* **Material to process**:

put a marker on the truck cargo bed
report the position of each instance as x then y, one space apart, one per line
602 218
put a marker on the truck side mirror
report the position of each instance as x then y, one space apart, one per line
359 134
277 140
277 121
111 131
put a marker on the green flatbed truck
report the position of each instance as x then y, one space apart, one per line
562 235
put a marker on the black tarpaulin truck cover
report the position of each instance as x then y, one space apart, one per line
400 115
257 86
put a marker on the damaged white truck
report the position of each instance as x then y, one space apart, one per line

* **Exercise**: Reproduce each record exactly as it appears.

* **Response below**:
put a marker on the truck cargo bed
report the position of each instance as x then y, one space apart, one per line
602 218
put a marker on the truck side mirror
report the position of each instance as x then y, one space apart, one per line
359 134
277 140
277 121
111 131
put a marker on the green flatbed truck
report the position of each instance as x then y, one space apart, one per line
562 235
put a marker on the black tarpaulin truck cover
report the position of each instance as x then y, one space apart, one per line
400 115
257 86
put a marker on the damaged white truck
report the position of each instance as x then y, one space apart, one per line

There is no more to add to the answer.